● **Action item**
Every line that includes the word "below" needs to be copied from the listing.

- Opening Delimiter -

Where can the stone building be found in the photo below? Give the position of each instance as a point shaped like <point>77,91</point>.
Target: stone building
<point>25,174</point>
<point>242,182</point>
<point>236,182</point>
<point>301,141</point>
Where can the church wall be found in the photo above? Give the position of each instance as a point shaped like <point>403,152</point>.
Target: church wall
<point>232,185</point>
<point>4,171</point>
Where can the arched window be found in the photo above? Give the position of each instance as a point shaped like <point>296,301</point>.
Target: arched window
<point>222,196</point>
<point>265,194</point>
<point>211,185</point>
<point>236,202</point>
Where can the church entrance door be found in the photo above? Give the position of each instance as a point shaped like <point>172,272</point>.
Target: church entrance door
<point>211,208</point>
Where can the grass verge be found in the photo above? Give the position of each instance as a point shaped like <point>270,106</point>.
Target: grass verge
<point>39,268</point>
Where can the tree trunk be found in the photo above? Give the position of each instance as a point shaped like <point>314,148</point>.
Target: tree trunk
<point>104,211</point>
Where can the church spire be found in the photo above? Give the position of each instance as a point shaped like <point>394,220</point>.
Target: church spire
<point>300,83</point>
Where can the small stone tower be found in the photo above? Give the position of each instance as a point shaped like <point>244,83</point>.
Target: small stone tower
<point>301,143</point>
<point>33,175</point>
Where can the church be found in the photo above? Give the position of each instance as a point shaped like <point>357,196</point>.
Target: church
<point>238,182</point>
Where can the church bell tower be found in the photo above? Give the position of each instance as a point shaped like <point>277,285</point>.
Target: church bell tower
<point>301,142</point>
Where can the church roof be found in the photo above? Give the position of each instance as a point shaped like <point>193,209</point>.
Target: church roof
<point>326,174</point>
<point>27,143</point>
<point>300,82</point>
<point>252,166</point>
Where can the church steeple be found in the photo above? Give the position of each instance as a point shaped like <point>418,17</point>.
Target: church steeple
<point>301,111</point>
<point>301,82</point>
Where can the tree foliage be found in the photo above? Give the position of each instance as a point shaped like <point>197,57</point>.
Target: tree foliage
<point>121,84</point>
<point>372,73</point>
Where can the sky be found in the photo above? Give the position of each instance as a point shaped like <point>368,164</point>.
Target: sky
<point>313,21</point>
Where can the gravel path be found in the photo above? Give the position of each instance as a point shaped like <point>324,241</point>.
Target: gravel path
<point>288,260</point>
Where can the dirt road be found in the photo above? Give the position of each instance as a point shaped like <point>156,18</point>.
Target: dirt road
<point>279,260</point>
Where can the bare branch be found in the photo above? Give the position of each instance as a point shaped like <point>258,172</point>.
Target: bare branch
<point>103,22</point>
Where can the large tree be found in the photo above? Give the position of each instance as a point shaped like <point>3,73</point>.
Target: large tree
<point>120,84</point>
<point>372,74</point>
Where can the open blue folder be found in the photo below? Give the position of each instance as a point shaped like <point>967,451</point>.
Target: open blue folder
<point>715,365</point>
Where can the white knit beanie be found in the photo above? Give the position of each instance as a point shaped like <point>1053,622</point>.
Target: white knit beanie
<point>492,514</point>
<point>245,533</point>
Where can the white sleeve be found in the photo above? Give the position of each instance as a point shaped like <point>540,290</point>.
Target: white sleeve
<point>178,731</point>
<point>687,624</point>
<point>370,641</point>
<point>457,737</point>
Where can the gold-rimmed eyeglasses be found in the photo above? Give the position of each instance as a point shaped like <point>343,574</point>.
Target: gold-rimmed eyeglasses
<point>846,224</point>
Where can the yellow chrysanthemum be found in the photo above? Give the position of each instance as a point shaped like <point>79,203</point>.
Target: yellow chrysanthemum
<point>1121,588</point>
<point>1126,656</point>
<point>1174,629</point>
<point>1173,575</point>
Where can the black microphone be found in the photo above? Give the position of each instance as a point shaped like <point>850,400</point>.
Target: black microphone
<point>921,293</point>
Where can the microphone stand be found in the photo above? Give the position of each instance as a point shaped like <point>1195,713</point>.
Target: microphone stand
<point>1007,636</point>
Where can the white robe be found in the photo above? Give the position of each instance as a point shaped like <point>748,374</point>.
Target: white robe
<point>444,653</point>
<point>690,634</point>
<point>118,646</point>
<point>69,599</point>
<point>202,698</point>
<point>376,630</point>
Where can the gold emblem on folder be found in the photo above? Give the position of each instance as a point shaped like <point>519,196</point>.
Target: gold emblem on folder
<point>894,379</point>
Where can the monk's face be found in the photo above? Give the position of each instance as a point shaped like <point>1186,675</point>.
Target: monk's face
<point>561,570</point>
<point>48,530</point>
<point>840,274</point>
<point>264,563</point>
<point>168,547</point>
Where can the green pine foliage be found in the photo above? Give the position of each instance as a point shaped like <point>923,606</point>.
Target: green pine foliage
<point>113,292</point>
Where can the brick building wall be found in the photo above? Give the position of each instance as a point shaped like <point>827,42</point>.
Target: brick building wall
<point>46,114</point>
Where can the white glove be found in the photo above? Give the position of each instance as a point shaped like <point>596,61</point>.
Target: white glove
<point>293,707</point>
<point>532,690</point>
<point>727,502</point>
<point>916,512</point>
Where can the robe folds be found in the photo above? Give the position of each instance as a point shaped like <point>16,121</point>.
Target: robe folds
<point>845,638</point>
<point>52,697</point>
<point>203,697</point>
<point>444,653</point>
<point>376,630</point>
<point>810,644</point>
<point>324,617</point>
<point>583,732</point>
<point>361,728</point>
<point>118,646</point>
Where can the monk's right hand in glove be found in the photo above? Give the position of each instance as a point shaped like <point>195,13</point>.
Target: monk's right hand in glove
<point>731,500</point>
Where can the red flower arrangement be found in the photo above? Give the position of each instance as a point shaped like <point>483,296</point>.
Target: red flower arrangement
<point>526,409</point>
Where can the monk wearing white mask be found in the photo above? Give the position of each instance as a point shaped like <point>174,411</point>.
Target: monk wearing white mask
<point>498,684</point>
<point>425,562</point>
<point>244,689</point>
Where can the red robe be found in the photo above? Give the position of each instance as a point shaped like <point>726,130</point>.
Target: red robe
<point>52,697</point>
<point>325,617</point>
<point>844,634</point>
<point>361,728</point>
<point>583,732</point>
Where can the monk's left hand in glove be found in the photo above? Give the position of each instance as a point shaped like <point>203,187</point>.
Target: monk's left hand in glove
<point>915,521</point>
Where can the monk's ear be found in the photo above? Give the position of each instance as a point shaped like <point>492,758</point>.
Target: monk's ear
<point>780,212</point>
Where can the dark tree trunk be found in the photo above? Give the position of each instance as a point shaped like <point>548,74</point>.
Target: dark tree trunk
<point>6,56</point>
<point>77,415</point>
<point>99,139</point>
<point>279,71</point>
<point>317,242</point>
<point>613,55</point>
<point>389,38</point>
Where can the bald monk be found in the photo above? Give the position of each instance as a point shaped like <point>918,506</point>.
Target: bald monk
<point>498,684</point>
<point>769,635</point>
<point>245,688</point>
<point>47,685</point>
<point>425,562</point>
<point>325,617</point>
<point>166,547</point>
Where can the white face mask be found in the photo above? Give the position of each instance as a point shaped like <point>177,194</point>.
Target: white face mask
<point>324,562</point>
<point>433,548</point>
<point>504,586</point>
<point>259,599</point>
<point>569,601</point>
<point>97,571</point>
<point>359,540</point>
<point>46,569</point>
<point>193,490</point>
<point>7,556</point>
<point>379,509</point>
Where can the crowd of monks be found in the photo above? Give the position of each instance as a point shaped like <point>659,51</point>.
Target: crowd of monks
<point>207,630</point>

- Closing Delimiter -

● **Response to this exercise**
Where can the stone building be found in the photo below? Give the position of each instance as a point shaped like <point>77,91</point>.
Where can the open blue folder be found in the photo below? Give the position of each instance as a point shaped like <point>967,451</point>.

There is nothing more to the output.